**JOB**
Repeat, exactly and in full, the lines of the listing below, but without any pictures.
+++ GIVEN ENTRIES +++
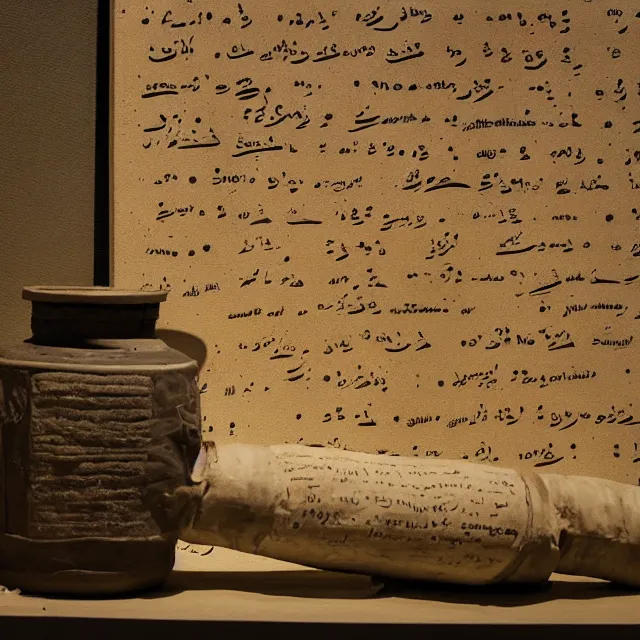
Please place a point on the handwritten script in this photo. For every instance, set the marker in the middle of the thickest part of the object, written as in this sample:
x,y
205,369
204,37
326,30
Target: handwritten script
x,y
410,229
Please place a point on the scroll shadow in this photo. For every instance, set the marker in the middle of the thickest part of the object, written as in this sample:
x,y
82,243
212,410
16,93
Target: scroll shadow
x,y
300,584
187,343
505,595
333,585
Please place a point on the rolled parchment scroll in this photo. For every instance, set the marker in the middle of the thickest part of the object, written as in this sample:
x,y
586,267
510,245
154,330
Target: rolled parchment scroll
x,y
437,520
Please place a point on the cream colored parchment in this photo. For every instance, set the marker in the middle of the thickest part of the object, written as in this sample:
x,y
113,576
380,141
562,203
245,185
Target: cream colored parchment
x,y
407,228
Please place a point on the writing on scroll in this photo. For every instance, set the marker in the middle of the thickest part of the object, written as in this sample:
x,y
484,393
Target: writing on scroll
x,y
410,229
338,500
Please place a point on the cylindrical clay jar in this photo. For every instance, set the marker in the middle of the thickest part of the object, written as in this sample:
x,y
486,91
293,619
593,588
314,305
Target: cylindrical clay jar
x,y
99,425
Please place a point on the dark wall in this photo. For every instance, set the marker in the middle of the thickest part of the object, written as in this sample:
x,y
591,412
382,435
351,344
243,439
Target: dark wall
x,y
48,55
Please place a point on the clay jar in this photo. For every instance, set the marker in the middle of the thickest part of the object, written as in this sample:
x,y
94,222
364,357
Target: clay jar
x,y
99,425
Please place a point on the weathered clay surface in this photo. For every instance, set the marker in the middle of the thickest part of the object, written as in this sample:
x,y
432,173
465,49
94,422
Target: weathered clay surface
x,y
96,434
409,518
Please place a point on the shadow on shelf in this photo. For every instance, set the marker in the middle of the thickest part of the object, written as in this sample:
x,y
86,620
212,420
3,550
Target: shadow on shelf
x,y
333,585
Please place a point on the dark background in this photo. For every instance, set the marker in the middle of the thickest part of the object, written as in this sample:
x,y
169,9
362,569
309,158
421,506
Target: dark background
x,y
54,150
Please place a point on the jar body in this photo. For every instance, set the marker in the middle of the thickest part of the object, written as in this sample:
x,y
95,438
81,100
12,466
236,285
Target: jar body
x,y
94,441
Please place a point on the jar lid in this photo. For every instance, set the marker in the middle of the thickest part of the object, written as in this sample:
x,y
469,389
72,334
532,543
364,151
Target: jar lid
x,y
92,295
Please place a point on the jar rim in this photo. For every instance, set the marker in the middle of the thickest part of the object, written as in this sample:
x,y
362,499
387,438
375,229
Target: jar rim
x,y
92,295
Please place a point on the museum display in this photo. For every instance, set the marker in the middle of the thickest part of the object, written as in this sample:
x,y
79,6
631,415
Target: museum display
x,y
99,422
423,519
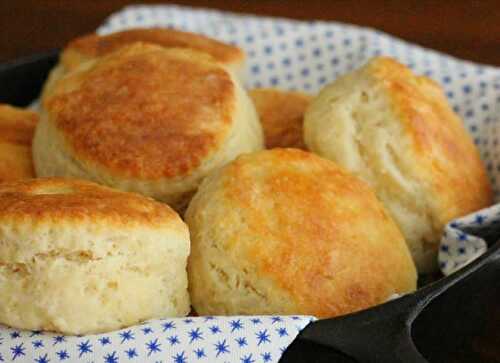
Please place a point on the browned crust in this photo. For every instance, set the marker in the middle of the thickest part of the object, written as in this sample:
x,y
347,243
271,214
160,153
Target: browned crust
+++
**WRITTEN SOLUTION**
Please place a point on the handwritten script in this photo. For every instance, set the marker in the middle of the thickest part of the object, written as in this sample:
x,y
205,369
204,37
326,30
Target: handwritten script
x,y
410,229
Please place a point on the scroll shadow in this photo. For every instance, set the marker in the middle of the thickest part of the object, written as in this sample:
x,y
82,243
212,410
16,93
Target: scroll shadow
x,y
300,584
187,343
505,595
333,585
Please place a point on the rolled parchment scroll in this photo. For every instance, set the marker in the middle of the thickest part of the object, written as in this sample:
x,y
586,267
510,245
154,330
Target: rolled parchment scroll
x,y
437,520
Please place a point on the cream colored parchment in this photo. For every instance, set the marker in the middle of the thickest part of the object, written as in this sample:
x,y
113,576
380,141
562,203
245,185
Target: cream colored parchment
x,y
407,228
Please place a point on the writing on scroll in this photo. For every instance, set the marker in the middle of the thickest part of the object, written as in this sample:
x,y
484,393
Target: writing on scroll
x,y
410,229
338,500
Please place a point on the cylindrical clay jar in this photo. For every instance, set the marker in the middle of the thickest part of the object, written as in this sample:
x,y
486,91
293,619
593,588
314,305
Target: cylindrical clay jar
x,y
99,425
Please place a point on the dark wall in this photo. For every instance, set the marker in the middle of the thickest part of the object, written as in this sample:
x,y
591,412
382,435
351,344
243,439
Target: dark wall
x,y
48,55
Please place a point on the clay jar in this photo. For every instance, set the marker in the middle of the thickest part of the object, written as in this sample:
x,y
94,222
364,357
Target: clay jar
x,y
99,425
Please place a point on the weathered clay surface in this photo. For every instance, set the marker in the middle of the thickest part of the object, written as in this sample:
x,y
432,173
465,49
94,422
Target: weathered clay surface
x,y
96,434
409,518
Please place a point on the shadow on shelf in this photo. For every instance, set the marker in the middle of the thickest part of the object, written as in this sample:
x,y
86,620
212,420
3,550
Target: shadow on shelf
x,y
333,585
Please place a point on the dark background in this photo. For every instance, set the marker in the middle of the thickest part of the object, written as in this sample:
x,y
169,9
362,569
309,158
421,506
Target: dark background
x,y
54,150
Please place a point on the jar body in this photo. For every instance, set the marker in the middle of the thickest part of the object, written as in this sample:
x,y
95,438
81,100
12,466
236,285
Target: jar body
x,y
94,441
Please place a point on the jar lid in this photo. For every instance, set the marker in the middle of the thickest part of the object, written as in this sample:
x,y
469,389
72,334
532,543
364,151
Target: jar lid
x,y
92,295
Please place a point on the jar rim in this photo. For every instance, set the marker in the middle of the thickest part of the object, written as in this sample:
x,y
362,499
387,438
375,229
Target: jar rim
x,y
92,295
Please place a point on the museum display in this photo. For every instance, set the marker in the middle of the thickest part of the object, written as in this sample:
x,y
79,6
631,415
Target: museum display
x,y
99,422
423,519
Please place a point on the browned crust in this photo. For every instance, set the marker in the middle of the thickest part of the object, written as in this sample:
x,y
347,243
271,214
160,153
Target: browned crust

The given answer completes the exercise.